DA SVOLGERE>
(A) Secondo il testo sulla sentenza della Corte di Giustizia UE, in quale giorno si è pronunciata la Corte?
(B) Riporta identico il passo del testo sulla sentenza della Corte di Giustizia UE che si apre con le parole contenenti "La notizia è" e si chiude con "nelle comunicazioni elettroniche.".
(C) Prosegui, per favore, il testo sulla sentenza della Corte di Giustizia UE dal punto in cui si ferma.

TESTO ESTRATTO>
+ + +

La notizia è ormai nota: la Corte di Giustizia dell’Unione europea, lo scorso 5 aprile, ha ribadito ancora una volta che la conservazione generalizzata e indiscriminata dei dati sul traffico telefonico e telematico è incompatibile con la disciplina europea in materia di privacy nelle comunicazioni elettroniche.
E che il pur nobile obiettivo di perseguire reati anche gravi o gravissimi – un omicidio nella vicenda giudiziaria all’origine della decisione – non può giustificare una deroga al principio generale che esige che i dati in questione siano cancellati esaurita la loro funzione principale, di indirizzare la comunicazione, e quella secondaria, di consentire la fatturazione e la gestione delle eventuali contestazioni delle fatture.

+ + +

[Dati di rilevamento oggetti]
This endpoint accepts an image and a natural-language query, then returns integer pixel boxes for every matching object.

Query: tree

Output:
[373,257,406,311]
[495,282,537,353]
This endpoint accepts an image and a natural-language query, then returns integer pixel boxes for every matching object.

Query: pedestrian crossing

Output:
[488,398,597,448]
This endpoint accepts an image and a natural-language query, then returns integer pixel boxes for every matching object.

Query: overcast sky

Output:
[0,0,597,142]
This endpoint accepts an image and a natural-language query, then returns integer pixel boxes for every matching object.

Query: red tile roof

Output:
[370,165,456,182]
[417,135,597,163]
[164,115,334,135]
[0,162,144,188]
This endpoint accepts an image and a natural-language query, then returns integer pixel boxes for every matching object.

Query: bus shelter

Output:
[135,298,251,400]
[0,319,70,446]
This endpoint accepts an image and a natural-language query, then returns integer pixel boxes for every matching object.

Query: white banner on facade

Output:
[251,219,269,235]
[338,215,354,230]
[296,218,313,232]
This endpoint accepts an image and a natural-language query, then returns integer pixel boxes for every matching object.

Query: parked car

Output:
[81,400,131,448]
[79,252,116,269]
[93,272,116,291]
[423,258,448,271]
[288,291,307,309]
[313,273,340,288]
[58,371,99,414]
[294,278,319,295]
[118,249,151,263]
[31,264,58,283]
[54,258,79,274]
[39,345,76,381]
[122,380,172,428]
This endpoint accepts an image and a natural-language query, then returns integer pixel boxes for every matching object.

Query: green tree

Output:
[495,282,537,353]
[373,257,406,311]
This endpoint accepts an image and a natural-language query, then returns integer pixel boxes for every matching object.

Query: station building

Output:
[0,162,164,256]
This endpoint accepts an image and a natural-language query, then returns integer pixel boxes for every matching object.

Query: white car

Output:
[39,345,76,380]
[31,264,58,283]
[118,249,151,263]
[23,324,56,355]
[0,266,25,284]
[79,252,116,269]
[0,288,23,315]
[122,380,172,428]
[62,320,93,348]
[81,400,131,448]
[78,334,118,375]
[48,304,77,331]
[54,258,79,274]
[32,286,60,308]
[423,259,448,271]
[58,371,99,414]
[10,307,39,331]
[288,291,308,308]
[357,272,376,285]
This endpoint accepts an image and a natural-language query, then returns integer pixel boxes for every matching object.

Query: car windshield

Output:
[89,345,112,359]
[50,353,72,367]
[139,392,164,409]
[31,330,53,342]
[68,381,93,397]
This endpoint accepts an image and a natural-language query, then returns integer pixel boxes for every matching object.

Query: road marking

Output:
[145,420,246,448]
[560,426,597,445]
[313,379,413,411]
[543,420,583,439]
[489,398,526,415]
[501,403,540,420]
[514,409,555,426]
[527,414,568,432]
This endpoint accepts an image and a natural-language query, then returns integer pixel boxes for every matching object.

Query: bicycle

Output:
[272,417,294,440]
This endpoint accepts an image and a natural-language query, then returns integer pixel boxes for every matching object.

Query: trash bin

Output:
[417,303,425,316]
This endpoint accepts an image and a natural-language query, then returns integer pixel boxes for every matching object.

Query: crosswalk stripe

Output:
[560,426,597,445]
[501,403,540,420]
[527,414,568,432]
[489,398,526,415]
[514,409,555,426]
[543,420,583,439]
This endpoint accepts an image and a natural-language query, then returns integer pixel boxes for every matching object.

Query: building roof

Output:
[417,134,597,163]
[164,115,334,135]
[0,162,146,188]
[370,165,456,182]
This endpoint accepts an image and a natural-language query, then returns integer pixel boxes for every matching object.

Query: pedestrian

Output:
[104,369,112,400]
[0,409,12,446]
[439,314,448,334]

+ + +

ELENCO RISPOSTE>
(A) Lo scorso 5 aprile.

(B)
La notizia è ormai nota: la Corte di Giustizia dell’Unione europea, lo scorso 5 aprile, ha ribadito ancora una volta che la conservazione generalizzata e indiscriminata dei dati sul traffico telefonico e telematico è incompatibile con la disciplina europea in materia di privacy nelle comunicazioni elettroniche.

(C)
Data retention, c’è un limite anche per i reati gravi: bene la Corte di Giustizia UE
Data retention, la situazione in Italia
In Italia, nonostante quattro Sentenze della Corte di Giustizia, cinque con l’ultima arrivata e una sequela ormai difficile persino da contare di segnalazioni al Parlamento e al Governo e di pareri del Garante per la protezione dei dati personali, la disciplina vigente continua a imporre agli operatori telefonici e telematici di conservare i dati in questione in maniera generalizzata e, addirittura, per sei anni.
Sono regole incompatibili con la disciplina europea in materia di privacy nelle comunicazioni elettroniche ma, ancora prima, con gli articoli 7 e 8 della Carta dei diritti fondamentali dell’Unione europea.
Le ragioni per cambiare la legge sulla data retention
Queste regole ora vanno espunte dal nostro ordinamento con urgenza e senza perdere altro tempo, che, poi, in questo caso, significa senza continuare a violare il diritto alla privacy di milioni di cittadini.
E va fatto per tante ragioni diverse.
La prima è che se non lo facessimo non potremmo criticare quei Paesi i cui Governi non garantiscono abbastanza la privacy delle persone, come, peraltro, sta accadendo in questi mesi nei confronti degli Stati Uniti d’America che la Corte di Giustizia dell’Unione europea ha giudicato un approdo non sufficientemente sicuro per i dati personali dei cittadini europei proprio in ragione dell’eccessiva intrusività riconosciuta alle agenzie di intelligence.
Il fine giustifica i mezzi?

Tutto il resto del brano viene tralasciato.